- **What is being asked**: Nothing but the lines from the line with "Q: Tag one point on each instance of the white edge" through the end of the data is to be copied, and each is to be copied exactly.

###

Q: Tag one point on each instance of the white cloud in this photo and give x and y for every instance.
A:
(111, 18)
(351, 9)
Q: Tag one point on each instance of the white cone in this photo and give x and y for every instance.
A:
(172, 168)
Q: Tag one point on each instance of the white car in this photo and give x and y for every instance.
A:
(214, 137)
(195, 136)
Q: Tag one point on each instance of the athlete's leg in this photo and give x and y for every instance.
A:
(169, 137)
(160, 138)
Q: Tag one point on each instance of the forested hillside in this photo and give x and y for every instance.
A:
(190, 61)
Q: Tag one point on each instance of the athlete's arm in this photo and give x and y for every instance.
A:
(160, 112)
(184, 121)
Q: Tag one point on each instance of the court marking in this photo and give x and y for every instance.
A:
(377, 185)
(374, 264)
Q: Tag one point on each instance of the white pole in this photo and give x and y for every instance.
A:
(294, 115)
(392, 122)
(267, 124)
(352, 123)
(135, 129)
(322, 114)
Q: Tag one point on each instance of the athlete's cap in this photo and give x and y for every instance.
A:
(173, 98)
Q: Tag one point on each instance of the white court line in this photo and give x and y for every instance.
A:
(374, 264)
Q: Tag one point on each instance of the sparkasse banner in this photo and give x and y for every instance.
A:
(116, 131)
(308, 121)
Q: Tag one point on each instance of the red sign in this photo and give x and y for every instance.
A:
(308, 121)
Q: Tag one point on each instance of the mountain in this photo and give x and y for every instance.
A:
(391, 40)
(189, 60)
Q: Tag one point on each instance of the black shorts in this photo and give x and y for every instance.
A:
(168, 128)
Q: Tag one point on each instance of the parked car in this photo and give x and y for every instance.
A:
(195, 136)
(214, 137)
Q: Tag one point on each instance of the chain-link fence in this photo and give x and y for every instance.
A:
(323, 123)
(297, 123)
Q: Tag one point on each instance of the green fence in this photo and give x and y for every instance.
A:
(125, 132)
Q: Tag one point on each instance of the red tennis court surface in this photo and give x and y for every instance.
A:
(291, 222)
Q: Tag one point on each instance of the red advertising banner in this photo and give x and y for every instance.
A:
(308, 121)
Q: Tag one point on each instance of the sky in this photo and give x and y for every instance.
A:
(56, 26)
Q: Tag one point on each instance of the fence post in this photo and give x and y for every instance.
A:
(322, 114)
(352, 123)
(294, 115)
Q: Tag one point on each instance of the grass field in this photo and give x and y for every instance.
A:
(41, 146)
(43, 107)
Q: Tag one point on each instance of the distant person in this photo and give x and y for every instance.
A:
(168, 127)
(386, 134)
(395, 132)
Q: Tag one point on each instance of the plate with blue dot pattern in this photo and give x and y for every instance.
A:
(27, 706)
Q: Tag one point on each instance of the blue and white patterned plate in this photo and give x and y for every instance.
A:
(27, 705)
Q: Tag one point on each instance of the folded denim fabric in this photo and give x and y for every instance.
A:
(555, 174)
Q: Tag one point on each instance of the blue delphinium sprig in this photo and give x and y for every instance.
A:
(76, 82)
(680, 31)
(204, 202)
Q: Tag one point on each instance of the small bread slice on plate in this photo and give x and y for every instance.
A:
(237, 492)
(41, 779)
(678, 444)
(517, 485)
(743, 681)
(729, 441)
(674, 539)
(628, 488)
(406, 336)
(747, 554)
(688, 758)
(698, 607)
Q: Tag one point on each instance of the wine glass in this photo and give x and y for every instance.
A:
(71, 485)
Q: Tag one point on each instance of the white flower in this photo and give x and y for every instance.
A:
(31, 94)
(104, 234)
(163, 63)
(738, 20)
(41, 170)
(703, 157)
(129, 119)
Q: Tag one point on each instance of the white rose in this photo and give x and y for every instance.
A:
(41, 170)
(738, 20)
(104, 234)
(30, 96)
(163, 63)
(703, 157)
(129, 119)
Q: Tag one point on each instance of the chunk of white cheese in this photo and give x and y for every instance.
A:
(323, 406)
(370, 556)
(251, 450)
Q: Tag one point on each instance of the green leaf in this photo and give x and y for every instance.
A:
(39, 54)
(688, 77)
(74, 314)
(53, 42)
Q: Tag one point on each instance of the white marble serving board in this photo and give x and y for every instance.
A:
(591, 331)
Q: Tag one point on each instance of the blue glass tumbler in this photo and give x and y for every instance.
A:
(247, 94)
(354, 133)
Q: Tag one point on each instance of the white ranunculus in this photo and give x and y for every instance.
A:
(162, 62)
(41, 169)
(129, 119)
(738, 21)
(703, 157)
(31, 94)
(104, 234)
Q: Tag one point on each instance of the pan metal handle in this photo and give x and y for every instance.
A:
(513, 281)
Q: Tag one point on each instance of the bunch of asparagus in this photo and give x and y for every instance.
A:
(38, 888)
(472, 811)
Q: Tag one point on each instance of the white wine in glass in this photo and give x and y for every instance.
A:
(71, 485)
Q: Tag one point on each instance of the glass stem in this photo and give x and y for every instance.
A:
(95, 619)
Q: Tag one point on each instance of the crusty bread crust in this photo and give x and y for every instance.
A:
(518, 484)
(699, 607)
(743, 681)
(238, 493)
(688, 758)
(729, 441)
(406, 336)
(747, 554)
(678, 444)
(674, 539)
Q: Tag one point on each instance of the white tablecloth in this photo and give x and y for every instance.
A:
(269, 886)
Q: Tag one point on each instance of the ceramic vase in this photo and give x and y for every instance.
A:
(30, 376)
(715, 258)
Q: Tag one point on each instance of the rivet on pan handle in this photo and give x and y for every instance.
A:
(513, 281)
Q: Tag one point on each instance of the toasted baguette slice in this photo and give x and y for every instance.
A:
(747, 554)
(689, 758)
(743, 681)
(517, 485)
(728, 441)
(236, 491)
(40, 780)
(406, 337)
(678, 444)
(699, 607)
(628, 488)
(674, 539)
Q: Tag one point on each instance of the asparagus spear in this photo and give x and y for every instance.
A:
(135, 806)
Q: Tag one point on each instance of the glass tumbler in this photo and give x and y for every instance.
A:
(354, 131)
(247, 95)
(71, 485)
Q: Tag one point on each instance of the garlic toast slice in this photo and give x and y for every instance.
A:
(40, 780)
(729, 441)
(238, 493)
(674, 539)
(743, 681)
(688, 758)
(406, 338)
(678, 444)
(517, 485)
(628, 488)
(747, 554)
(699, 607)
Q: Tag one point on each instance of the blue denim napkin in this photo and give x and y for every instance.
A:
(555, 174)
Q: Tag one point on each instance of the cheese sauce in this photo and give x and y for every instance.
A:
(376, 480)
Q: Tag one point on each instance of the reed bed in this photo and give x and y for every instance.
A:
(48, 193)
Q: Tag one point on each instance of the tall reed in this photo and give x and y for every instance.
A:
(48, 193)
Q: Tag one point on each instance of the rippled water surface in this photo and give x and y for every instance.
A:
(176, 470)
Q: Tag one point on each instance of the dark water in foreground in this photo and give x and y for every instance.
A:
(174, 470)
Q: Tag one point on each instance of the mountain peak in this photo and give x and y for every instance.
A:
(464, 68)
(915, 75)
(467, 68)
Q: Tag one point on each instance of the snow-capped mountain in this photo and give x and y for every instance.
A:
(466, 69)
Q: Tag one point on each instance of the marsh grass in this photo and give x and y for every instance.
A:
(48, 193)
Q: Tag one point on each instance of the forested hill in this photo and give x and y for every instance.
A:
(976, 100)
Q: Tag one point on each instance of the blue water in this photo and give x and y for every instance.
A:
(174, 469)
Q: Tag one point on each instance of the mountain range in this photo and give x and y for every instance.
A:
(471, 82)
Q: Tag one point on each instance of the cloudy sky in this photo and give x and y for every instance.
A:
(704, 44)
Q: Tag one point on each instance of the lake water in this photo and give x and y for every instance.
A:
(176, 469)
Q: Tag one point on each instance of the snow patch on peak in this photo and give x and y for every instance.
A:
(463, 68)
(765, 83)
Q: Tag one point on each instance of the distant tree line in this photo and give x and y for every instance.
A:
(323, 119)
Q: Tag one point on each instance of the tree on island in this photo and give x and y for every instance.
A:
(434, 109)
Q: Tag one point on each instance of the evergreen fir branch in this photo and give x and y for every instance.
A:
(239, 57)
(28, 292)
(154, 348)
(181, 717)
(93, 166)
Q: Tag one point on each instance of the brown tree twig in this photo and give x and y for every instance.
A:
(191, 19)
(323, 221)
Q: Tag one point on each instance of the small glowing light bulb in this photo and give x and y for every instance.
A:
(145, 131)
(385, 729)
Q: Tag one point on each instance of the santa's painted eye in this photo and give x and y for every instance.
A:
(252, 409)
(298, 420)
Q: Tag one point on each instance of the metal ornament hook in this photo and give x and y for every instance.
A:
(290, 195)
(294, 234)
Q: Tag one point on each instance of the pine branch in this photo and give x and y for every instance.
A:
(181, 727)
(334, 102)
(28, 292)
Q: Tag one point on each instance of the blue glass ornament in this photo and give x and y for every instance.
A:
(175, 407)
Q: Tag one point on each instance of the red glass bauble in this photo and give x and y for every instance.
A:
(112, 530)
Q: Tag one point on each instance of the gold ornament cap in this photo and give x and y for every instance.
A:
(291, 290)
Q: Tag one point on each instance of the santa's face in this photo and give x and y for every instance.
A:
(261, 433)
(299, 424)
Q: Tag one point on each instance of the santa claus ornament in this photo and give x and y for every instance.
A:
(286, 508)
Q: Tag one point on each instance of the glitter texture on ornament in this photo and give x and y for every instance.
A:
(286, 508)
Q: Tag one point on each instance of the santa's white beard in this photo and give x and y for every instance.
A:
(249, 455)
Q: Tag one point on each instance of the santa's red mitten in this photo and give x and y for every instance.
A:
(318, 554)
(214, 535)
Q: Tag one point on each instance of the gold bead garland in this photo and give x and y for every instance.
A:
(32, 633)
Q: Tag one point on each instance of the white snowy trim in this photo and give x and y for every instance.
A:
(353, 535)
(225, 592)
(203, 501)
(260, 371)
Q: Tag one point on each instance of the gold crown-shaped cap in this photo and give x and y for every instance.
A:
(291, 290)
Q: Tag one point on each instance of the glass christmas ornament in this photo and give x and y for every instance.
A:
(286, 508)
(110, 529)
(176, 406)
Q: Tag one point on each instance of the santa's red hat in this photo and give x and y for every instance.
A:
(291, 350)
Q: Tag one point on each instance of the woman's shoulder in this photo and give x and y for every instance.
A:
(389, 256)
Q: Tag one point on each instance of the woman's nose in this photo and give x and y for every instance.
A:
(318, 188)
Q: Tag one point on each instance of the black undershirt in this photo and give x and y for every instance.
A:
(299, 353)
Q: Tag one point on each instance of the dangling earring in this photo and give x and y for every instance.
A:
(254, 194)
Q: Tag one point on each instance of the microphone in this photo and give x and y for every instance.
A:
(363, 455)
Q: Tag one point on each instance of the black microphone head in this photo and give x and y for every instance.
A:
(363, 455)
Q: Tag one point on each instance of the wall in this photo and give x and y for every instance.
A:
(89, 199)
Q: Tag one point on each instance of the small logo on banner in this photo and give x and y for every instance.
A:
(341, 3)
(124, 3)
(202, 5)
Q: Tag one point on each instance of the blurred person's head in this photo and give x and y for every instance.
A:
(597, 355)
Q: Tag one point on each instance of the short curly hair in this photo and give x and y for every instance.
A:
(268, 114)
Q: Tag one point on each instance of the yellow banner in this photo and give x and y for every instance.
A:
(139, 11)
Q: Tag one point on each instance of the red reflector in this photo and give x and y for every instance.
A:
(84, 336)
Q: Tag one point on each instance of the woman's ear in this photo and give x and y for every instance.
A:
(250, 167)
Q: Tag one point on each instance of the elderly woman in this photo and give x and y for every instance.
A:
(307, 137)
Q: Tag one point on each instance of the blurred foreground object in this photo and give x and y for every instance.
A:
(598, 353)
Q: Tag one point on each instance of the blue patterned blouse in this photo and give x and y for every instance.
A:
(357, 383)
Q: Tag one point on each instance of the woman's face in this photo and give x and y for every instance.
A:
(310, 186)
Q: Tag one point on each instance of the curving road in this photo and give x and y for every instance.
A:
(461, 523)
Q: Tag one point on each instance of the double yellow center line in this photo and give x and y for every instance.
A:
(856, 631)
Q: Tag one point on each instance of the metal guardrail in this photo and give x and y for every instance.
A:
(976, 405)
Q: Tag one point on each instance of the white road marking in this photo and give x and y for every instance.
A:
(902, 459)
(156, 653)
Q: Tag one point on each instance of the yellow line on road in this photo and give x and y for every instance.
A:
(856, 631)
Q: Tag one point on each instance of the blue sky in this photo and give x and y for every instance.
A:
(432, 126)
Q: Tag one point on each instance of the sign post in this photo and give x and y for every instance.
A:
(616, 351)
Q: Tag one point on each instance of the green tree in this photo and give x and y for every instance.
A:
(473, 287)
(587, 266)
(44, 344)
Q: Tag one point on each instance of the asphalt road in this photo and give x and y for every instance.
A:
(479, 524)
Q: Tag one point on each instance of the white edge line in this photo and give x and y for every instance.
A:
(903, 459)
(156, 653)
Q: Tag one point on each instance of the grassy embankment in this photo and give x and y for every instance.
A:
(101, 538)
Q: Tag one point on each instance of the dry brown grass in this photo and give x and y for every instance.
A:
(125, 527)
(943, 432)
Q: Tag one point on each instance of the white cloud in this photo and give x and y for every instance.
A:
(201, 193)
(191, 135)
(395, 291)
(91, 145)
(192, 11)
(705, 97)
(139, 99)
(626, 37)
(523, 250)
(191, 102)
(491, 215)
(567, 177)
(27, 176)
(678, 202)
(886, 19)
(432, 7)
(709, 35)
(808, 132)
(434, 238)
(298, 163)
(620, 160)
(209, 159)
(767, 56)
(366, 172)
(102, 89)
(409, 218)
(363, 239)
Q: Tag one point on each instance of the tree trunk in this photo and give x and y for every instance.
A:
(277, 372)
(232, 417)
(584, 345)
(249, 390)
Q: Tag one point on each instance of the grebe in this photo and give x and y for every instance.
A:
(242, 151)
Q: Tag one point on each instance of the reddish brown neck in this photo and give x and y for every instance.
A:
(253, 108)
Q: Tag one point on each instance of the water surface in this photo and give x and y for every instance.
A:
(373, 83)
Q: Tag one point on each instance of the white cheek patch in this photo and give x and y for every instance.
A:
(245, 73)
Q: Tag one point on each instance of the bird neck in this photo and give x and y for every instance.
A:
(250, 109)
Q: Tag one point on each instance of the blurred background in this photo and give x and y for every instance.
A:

###

- **Response to the task**:
Q: Tag one point on each instance of the white edge line in this photo and give x and y for every instance.
A:
(903, 459)
(156, 653)
Q: Tag one point on each instance of the grassy embankment in this photo and give x and y for every instance.
A:
(101, 538)
Q: Tag one point on each instance of the dry brown grass in this photo and give x and y for every instance.
A:
(125, 527)
(943, 432)
Q: Tag one point on each instance of the white cloud in this photo and give x and y for every instance.
A:
(201, 193)
(191, 135)
(395, 291)
(91, 145)
(192, 11)
(705, 97)
(139, 99)
(626, 37)
(523, 250)
(191, 102)
(491, 215)
(567, 177)
(27, 176)
(678, 202)
(886, 19)
(432, 7)
(709, 35)
(808, 132)
(434, 238)
(298, 163)
(620, 160)
(209, 159)
(767, 56)
(366, 172)
(102, 89)
(409, 218)
(363, 239)
Q: Tag one point on each instance of the tree trunk in this photo and give x and y for every instance.
A:
(277, 372)
(232, 417)
(584, 345)
(249, 390)
Q: Tag one point on each instance of the grebe in this photo and give x and y for every instance.
A:
(242, 151)
Q: Tag one point on each instance of the reddish brown neck in this photo and give x and y for every instance.
A:
(253, 108)
Q: Tag one point on each instance of the water surface in this photo and give x and y for every instance.
A:
(373, 83)
Q: Tag one point on each instance of the white cheek patch in this photo and give x and y for every instance.
A:
(245, 73)
Q: Tag one point on each instance of the bird neck in this photo and give x and y for every instance.
A:
(250, 109)
Q: Tag one point on each instance of the blurred background in this photo and give x and y for every instance.
A:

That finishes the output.